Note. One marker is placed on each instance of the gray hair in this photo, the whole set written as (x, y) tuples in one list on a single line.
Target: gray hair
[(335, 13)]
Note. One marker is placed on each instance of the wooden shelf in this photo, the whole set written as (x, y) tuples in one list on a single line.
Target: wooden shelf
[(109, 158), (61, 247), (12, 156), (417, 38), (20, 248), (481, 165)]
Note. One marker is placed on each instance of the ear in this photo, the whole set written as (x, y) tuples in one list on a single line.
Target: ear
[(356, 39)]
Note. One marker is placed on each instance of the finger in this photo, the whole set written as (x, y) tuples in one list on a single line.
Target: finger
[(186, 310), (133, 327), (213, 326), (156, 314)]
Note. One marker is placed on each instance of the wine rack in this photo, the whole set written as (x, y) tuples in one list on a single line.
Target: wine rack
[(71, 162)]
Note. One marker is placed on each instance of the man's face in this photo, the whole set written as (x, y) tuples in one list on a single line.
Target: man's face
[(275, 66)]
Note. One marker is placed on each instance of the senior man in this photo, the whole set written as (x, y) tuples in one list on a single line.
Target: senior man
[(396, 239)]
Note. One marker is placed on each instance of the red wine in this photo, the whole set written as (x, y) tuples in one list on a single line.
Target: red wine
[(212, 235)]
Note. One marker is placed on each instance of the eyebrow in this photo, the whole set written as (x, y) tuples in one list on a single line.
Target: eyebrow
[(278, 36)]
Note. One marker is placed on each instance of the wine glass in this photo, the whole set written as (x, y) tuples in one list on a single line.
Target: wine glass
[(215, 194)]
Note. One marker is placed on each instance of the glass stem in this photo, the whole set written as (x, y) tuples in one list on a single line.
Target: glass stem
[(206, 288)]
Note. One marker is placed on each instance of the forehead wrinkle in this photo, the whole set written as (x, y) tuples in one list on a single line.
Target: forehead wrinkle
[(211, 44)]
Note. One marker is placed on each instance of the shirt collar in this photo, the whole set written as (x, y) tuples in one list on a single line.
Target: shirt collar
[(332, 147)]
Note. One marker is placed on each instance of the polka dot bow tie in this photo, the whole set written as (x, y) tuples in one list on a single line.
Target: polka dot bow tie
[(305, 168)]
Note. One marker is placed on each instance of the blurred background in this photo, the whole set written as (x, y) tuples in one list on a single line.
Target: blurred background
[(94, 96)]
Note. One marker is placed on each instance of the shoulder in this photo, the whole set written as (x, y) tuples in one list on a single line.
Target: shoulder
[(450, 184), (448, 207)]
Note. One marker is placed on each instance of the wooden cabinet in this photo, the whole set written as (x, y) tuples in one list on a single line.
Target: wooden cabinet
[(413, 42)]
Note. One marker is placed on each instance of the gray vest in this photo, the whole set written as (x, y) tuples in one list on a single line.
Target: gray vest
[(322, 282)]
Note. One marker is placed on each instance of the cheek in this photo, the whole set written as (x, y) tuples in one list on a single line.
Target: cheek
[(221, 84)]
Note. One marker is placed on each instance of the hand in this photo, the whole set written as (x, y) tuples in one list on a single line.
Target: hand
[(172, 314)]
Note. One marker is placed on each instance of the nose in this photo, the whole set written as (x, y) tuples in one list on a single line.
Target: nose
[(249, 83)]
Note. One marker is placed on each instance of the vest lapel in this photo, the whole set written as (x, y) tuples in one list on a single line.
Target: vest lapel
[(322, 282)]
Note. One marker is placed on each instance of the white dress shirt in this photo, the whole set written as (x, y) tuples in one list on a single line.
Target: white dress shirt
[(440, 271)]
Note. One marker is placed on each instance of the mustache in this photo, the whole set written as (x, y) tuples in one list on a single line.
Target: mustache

#### Directions for this task:
Please transcribe the material above precisely as it stands.

#### Result of the task:
Note. One marker is placed on each instance of the gray hair in this photo, the whole set written as (x, y) tuples in one list on a single line.
Target: gray hair
[(335, 13)]
Note. One marker is placed on each instance of the wooden shelf in this photo, the whole set written as (x, y) tuples in one list on a single line.
Target: wooden shelf
[(109, 158), (61, 247), (12, 156), (417, 38), (20, 248), (481, 165)]
Note. One marker is placed on each instance of the ear in this photo, the whole set written as (x, y) tuples in one list on a single line.
Target: ear
[(356, 39)]
Note. One marker is placed on each instance of the finger in this photo, the whole set written as (x, y) tuples in one list on a single line.
Target: finger
[(186, 310), (133, 327), (213, 326), (156, 314)]
Note. One marker is placed on each instance of the wine rack in this photo, the whole set written as (x, y) tuples in one list on a single line.
Target: wine rack
[(71, 162)]
Note. One marker is placed on each instance of the man's face in this photo, the whole set written as (x, y) tuples in one list on a single line.
Target: man's face
[(275, 66)]
Note. One marker is placed on each instance of the senior man in this photo, the whole set written as (x, y) tuples in one list on a single line.
Target: senior man
[(396, 239)]
Note. One marker is placed on each instance of the red wine in this photo, the whole set written as (x, y) tuples in one list on a single line.
Target: red wine
[(212, 235)]
Note. One marker is placed on each instance of the eyebrow in this photo, the whole set written as (x, y) tuples in one list on a single line.
Target: eyebrow
[(278, 36)]
Note. One marker is placed on each instance of the wine glass in this photo, the whole set written as (x, y) tuples in one list on a single line.
Target: wine glass
[(215, 194)]
Note. One marker is placed on each instance of the glass stem in this photo, the whole set written as (x, y) tuples in one list on a single line.
Target: glass stem
[(206, 288)]
Note. One marker is placed on each instance of the forehead wrinkle in this photo, the whole set written as (x, y) tuples in one list on a single line.
Target: forehead wrinkle
[(211, 44)]
Note. One marker is placed on each instance of the shirt collar in this photo, the whole set written as (x, y) tuples in one list on a single line.
Target: shirt collar
[(332, 147)]
Note. One marker is placed on each instance of the polka dot bow tie in this photo, the whole set written as (x, y) tuples in one list on a single line.
Target: polka dot bow tie
[(305, 168)]
Note. One marker is placed on each instance of the blurred background in this photo, the whole set written as (x, y) tuples in one list on a single line.
Target: blurred background
[(94, 96)]
Note. One marker is placed on each instance of the shoulder in this photo, the whole set written as (x, y) tuples in one list on a single line.
Target: shoulder
[(450, 184), (448, 207)]
Note. One marker is placed on each instance of the wooden cabinet in this photo, the whole set written as (x, y) tuples in one list on a single line.
Target: wooden cabinet
[(413, 42)]
Note. One marker is placed on each instance of the gray vest in this photo, the whole set written as (x, y) tuples in one list on a single line.
Target: gray vest
[(322, 282)]
Note. One marker is placed on each instance of the cheek in this photo, the whole set written as (x, y) tuples in one list on a single line.
Target: cheek
[(221, 84)]
Note. One marker is placed on each instance of the hand in this photo, the whole set written as (x, y) tuples in one list on a single line.
Target: hand
[(172, 314)]
Note. One marker is placed on each instance of the nose in this photo, the whole set written as (x, y) tuples in one list on a single line.
Target: nose
[(249, 83)]
Note. One marker is placed on each instance of the vest lapel in this photo, the whole set written as (x, y) tuples in one list on a single line.
Target: vest lapel
[(322, 282)]
Note. One marker is placed on each instance of the white dress shirt in this photo, the whole set written as (x, y) tuples in one list on a single line.
Target: white dress shirt
[(440, 271)]
Note. One marker is placed on each instance of the mustache in this photo, the whole set written as (x, y) tuples in one list on a single line.
Target: mustache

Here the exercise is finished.